» **Stated problem**
Repeat every line below exactly as it reads.

-- begin Raw records --

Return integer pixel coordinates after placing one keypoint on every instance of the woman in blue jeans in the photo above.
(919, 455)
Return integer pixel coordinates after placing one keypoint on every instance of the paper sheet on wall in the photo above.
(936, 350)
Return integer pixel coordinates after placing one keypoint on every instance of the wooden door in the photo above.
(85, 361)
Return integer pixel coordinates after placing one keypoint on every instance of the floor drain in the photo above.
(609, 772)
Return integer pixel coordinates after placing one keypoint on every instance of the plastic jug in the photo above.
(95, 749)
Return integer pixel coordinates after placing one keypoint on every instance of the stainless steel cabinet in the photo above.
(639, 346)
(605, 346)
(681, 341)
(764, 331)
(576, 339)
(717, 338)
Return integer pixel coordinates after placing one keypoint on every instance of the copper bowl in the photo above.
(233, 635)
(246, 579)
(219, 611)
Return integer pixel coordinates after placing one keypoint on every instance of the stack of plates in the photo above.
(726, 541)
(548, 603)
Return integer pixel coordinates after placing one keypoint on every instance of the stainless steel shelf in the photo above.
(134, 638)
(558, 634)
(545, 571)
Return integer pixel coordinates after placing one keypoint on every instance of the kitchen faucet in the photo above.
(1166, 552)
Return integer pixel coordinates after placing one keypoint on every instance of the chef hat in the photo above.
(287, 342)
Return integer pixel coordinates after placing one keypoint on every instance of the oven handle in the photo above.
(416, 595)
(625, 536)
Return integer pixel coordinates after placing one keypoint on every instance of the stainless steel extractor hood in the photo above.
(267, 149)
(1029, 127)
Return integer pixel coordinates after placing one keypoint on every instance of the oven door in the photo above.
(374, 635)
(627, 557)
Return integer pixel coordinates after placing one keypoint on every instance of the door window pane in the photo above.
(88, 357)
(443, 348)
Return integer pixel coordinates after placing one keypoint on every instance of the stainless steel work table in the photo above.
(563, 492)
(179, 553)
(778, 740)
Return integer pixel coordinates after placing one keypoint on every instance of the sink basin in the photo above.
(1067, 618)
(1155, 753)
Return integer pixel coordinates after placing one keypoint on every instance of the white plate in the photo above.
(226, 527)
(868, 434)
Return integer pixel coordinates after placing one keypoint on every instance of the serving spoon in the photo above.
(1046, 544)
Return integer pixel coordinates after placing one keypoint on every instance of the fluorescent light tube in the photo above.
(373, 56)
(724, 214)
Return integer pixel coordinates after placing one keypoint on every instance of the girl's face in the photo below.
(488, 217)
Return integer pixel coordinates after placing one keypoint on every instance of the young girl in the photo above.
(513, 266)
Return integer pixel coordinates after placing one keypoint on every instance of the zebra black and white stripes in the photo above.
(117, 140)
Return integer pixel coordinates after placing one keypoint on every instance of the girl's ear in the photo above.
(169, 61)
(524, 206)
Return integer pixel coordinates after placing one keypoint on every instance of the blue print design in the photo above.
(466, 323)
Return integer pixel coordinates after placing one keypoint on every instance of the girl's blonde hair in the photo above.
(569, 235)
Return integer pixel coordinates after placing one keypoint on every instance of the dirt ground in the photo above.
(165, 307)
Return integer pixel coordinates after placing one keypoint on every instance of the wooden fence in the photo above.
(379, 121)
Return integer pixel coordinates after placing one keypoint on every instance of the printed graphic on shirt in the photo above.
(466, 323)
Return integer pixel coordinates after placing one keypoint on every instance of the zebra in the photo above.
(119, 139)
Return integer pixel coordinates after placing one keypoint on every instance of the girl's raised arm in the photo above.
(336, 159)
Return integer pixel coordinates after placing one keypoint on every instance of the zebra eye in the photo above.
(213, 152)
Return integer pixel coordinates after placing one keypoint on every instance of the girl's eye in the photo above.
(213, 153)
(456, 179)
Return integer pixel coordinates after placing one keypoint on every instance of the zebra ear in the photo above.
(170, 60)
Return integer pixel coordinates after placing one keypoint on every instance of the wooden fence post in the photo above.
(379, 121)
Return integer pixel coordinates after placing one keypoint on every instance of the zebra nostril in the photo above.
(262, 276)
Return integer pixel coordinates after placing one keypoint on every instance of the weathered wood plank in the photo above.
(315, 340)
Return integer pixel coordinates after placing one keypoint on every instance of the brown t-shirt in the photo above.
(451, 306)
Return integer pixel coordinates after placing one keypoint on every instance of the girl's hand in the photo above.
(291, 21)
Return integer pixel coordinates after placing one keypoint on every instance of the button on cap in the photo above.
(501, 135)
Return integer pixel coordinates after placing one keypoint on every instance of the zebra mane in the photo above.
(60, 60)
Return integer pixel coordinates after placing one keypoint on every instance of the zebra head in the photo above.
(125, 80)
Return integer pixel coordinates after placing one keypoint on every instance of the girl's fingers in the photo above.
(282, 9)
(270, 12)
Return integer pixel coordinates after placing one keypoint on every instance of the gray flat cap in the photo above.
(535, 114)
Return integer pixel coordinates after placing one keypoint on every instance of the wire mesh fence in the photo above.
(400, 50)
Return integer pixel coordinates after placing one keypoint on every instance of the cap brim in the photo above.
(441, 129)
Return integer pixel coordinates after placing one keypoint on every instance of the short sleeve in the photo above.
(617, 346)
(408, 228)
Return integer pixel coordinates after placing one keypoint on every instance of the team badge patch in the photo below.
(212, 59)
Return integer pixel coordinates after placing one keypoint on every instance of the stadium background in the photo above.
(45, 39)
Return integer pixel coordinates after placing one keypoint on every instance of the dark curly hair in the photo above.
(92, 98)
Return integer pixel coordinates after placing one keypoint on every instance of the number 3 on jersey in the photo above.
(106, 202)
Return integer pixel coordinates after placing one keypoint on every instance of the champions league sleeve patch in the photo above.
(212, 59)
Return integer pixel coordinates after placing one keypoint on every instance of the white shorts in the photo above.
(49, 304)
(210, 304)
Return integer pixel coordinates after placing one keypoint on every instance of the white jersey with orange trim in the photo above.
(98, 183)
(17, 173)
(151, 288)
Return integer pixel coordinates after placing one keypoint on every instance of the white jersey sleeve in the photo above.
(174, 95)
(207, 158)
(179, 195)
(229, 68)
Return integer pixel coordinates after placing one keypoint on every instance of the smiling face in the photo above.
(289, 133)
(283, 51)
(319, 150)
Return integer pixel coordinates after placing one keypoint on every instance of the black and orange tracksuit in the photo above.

-- end Raw records --

» **Answer to the problem**
Return integer pixel coordinates after placing one keypoint on every instance of the woman in blue jeans in the photo above.
(919, 455)
Return integer pixel coordinates after placing one keypoint on every instance of the paper sheet on wall in the photo above.
(936, 350)
Return integer pixel coordinates after placing one keypoint on every instance of the wooden door in the photo above.
(85, 361)
Return integer pixel coordinates after placing one keypoint on every instance of the floor drain in the photo above.
(609, 772)
Return integer pixel coordinates after placing one keypoint on every instance of the plastic jug in the photo above.
(95, 749)
Return integer pixel coordinates after placing one keypoint on every instance of the stainless steel cabinet in the photo above.
(639, 346)
(605, 346)
(681, 341)
(764, 331)
(576, 339)
(717, 338)
Return integer pixel coordinates after placing one keypoint on every instance of the copper bowl in the photo above.
(233, 635)
(246, 579)
(219, 611)
Return integer pixel coordinates after placing one keypoint on every instance of the stack of plates in the photo above.
(726, 541)
(548, 603)
Return integer pixel coordinates after placing one keypoint on every instance of the stainless steel shelf in the photo above.
(134, 638)
(558, 634)
(545, 571)
Return integer pixel coordinates after placing one keypoint on every instance of the kitchen faucet in the photo above.
(1166, 552)
Return integer pixel coordinates after placing one keypoint on every instance of the chef hat in the photo above.
(287, 342)
Return integer pixel coordinates after placing one keypoint on every instance of the oven handle in the photo above.
(416, 595)
(625, 536)
Return integer pixel coordinates after placing one keypoint on every instance of the stainless steel extractor hood in the photo above.
(267, 149)
(1029, 127)
Return integer pixel coordinates after placing one keypoint on every instance of the oven door in the photo above.
(374, 635)
(627, 557)
Return integer pixel coordinates after placing one keypoint on every instance of the door window pane in the photo above.
(88, 357)
(443, 348)
Return integer pixel coordinates after placing one keypoint on every instance of the stainless steel work table in the photo above.
(563, 492)
(179, 553)
(778, 740)
Return integer pixel coordinates after placing one keypoint on every instance of the sink basin in the photo above.
(1067, 618)
(1155, 753)
Return integer pixel coordinates after placing one keypoint on every instance of the white plate in the photo above.
(226, 527)
(868, 434)
Return integer pixel coordinates after placing one keypoint on every instance of the serving spoon in the photo above.
(1046, 544)
Return integer pixel coordinates after placing one keypoint on every instance of the fluorescent light tube in the photo above.
(373, 56)
(724, 214)
Return integer pixel coordinates after placing one keypoint on every instance of the girl's face in the photo below.
(488, 217)
Return integer pixel coordinates after placing one keypoint on every instance of the young girl in the photo above.
(513, 266)
Return integer pixel coordinates after placing one keypoint on every instance of the zebra black and white stripes in the photo above.
(117, 140)
Return integer pixel coordinates after placing one keypoint on every instance of the girl's ear in the photo above.
(169, 61)
(524, 206)
Return integer pixel coordinates after placing one keypoint on every instance of the blue print design in the photo above.
(466, 323)
Return integer pixel coordinates after placing one keypoint on every instance of the girl's blonde hair in the photo above.
(569, 235)
Return integer pixel coordinates after placing one keypoint on every instance of the dirt ground in the photo above.
(165, 307)
Return integer pixel coordinates after placing one keypoint on every instance of the wooden fence in the photo above.
(379, 121)
Return integer pixel coordinates after placing one keypoint on every instance of the printed graphic on shirt in the photo above.
(466, 323)
Return integer pixel coordinates after placing one keypoint on every instance of the zebra in the photo above.
(119, 139)
Return integer pixel coordinates after placing one keypoint on every instance of the girl's raised arm in the photo above.
(336, 159)
Return integer pixel coordinates after placing one keypoint on every instance of the zebra eye in the photo above.
(213, 152)
Return integer pixel coordinates after placing one keypoint on every instance of the girl's eye in the photo above.
(213, 153)
(456, 179)
Return integer pixel coordinates after placing one keypoint on every instance of the zebra ear in the photo above.
(170, 60)
Return integer pixel coordinates after placing one keypoint on every instance of the wooden fence post in the photo above.
(379, 121)
Return integer pixel coordinates after placing one keypoint on every instance of the zebra nostril in the photo above.
(262, 276)
Return integer pixel coordinates after placing one keypoint on every instance of the weathered wood plank in the photo above.
(315, 340)
Return integer pixel coordinates after placing one keypoint on every instance of the brown t-shirt in the photo above.
(451, 306)
Return integer pixel coordinates after placing one keypoint on every instance of the girl's hand in the photo above.
(291, 21)
Return integer pixel coordinates after placing one keypoint on every instance of the button on cap in the photo above.
(501, 135)
Return integer pixel coordinates after placing one keypoint on every instance of the zebra mane in the photo above.
(60, 60)
Return integer pixel coordinates after placing one keypoint on every instance of the zebra head in the photo above.
(125, 80)
Return integer pixel coordinates after placing one keypoint on every instance of the girl's fingers in the photo above.
(282, 9)
(270, 12)
Return integer pixel coordinates after placing one keypoint on every instance of the gray flat cap in the photo above.
(535, 114)
Return integer pixel coordinates after placing one keypoint on every instance of the wire mesh fence in the photo above.
(400, 50)
Return integer pixel coordinates after placing one keypoint on every instance of the cap brim in the photo above.
(441, 129)
Return integer pixel coordinates after placing one keypoint on every instance of the short sleeve in the photo above.
(617, 346)
(408, 228)
Return integer pixel coordinates after placing one keypoint on every instance of the team badge patch in the photo below.
(212, 59)
Return integer pixel coordinates after placing one keypoint on every instance of the stadium background in the photo above.
(45, 39)
Return integer pixel coordinates after placing one keypoint on every instance of the dark curly hair in the photo above.
(92, 98)
Return integer pixel coordinates after placing one keypoint on every instance of the number 3 on jersey in the photo above.
(106, 202)
Return integer pixel coordinates after placing one keypoint on every instance of the champions league sleeve patch in the photo above.
(212, 59)
Return integer pixel coordinates after placing one keypoint on every instance of the white shorts in the photo above.
(49, 304)
(210, 304)
Return integer pixel coordinates after placing one keypoint on every instance of the white jersey with orange trim in the photo above.
(98, 183)
(17, 173)
(151, 288)
Return integer pixel coordinates after placing one keypoint on every instance of the white jersey sleeve in the photo above.
(174, 95)
(207, 158)
(179, 195)
(229, 68)
Return integer pixel coordinates after placing one keypoint on every instance of the smiling face in the photo above.
(289, 133)
(283, 51)
(319, 150)
Return integer pixel coordinates after placing one keypoint on every instance of the black and orange tracksuit in the photo above.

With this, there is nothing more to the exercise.